WHAT YOU WILL DO: Keep only the lines of the listing that include the word "wooden", and copy them.

SOURCE INFORMATION:

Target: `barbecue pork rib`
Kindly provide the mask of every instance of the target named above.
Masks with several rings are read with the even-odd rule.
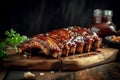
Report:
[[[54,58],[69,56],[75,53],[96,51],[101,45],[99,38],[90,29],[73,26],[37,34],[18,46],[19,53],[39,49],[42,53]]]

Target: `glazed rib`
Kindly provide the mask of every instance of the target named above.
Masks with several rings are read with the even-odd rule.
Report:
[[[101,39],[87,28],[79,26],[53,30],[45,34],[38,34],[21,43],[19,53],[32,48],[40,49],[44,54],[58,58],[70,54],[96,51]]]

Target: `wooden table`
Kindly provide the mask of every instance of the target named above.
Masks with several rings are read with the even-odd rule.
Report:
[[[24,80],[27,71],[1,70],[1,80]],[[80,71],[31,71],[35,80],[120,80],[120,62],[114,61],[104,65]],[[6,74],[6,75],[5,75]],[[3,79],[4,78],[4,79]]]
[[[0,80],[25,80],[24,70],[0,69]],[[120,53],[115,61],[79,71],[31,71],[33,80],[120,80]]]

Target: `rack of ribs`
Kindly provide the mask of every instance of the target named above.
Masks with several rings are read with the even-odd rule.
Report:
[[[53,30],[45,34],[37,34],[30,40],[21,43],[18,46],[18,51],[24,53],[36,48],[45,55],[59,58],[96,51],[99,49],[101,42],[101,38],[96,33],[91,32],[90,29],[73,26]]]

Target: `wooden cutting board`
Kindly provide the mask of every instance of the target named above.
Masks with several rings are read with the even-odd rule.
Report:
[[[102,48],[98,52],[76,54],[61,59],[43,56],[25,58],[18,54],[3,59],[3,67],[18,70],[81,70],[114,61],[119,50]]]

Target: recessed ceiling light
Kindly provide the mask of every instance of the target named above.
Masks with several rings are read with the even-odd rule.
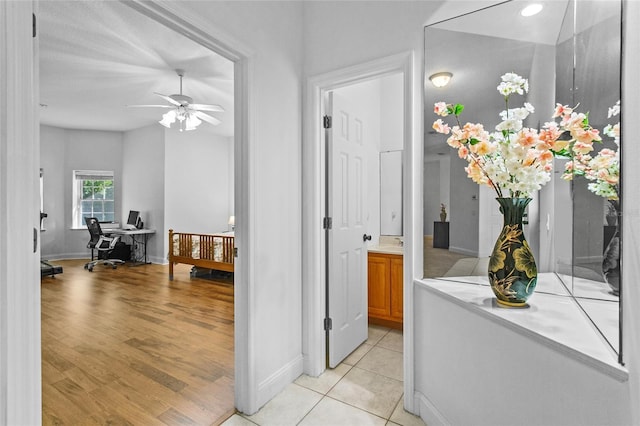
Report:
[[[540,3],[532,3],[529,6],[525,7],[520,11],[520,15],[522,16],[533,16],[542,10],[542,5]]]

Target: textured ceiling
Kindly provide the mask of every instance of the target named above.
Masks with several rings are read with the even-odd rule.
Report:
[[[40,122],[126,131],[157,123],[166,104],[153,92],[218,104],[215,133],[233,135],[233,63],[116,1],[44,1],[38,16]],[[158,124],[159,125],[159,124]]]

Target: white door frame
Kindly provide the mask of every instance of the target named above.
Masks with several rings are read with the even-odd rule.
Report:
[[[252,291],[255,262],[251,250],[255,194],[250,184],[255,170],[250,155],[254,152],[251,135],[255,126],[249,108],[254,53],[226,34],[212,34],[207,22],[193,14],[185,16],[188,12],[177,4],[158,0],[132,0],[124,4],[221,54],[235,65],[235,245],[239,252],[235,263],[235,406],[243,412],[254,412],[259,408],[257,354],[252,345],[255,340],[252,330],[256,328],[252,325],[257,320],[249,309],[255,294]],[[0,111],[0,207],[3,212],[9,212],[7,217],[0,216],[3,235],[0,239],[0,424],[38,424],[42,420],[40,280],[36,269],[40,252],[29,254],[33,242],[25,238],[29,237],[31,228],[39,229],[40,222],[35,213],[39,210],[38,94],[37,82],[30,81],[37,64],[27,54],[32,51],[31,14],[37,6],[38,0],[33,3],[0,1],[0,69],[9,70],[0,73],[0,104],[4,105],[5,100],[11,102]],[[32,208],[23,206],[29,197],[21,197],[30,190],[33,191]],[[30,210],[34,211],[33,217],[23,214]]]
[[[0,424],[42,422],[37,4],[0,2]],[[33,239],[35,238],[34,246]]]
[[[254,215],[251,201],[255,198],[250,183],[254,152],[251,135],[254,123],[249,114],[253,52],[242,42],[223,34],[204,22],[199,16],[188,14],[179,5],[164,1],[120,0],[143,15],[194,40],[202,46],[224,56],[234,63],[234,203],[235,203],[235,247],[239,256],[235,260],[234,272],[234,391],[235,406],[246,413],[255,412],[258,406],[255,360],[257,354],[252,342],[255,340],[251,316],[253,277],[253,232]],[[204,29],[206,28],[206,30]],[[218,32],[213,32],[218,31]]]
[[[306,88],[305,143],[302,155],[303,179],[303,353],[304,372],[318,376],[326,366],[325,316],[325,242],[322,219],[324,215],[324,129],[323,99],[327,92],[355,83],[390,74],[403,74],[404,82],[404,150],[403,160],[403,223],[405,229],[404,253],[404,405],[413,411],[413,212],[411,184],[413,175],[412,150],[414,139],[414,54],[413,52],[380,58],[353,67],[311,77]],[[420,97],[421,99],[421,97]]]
--
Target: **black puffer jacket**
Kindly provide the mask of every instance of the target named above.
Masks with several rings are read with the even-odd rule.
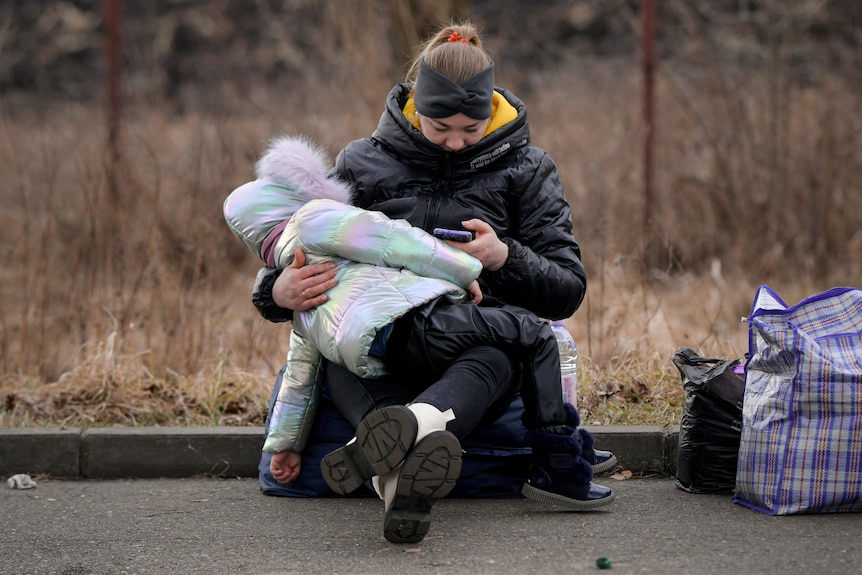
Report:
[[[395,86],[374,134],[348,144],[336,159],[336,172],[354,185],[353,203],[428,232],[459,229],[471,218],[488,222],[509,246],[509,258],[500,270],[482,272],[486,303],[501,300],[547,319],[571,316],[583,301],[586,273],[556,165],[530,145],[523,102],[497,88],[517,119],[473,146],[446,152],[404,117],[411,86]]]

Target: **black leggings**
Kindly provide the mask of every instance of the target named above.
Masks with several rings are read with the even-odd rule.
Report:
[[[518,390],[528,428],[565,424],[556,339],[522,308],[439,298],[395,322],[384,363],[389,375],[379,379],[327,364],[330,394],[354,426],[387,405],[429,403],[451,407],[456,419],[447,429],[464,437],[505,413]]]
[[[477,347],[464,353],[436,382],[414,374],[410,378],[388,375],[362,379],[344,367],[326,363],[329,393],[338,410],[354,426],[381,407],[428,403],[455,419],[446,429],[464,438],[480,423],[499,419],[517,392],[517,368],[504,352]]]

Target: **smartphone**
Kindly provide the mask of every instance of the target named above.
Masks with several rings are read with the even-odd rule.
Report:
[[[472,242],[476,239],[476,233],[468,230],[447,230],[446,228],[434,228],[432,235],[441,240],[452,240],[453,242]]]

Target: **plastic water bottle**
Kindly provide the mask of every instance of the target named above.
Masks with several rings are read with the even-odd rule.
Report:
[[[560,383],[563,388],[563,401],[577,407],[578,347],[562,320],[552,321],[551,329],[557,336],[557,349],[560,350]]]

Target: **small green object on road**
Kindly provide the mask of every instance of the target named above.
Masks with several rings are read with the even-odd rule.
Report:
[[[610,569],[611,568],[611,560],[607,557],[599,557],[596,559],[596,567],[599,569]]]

EXERCISE ANSWER:
Target: `wooden table`
Target: `wooden cutting board`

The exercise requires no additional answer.